▸ **Required task**: Edit the records below by changing every "photo" to "image" and leaving all other text as it is. Omit the pictures from your answer.

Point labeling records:
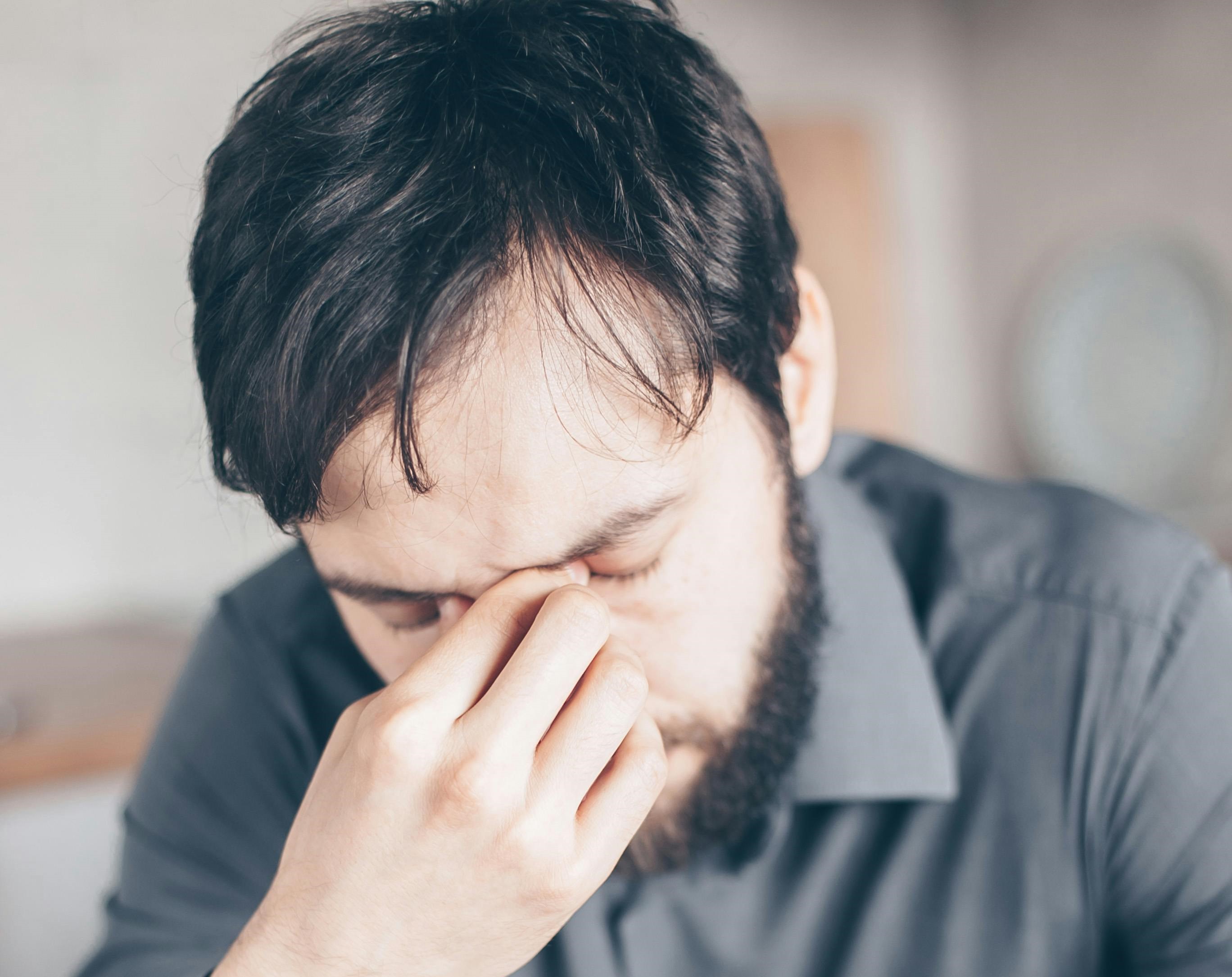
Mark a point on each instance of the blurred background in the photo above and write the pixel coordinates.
(1022, 213)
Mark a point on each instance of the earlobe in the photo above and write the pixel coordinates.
(807, 375)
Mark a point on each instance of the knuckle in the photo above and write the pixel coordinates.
(394, 736)
(561, 887)
(476, 787)
(582, 610)
(504, 614)
(651, 767)
(625, 678)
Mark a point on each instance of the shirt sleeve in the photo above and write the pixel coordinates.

▸ **Exercise answer**:
Mark a point on each instance of the blurred background in the image above and write the pixel coordinates.
(1022, 213)
Mark a point on each instance of the earlobe in the image above and write the pixel coordinates.
(807, 375)
Mark a point on each instance of the knuckle in the image above and write the pixel coordinates.
(394, 736)
(561, 887)
(476, 787)
(582, 610)
(504, 614)
(651, 767)
(625, 678)
Mark a point on each instance of the shirt sleeve in the image above and write the pixel coordinates.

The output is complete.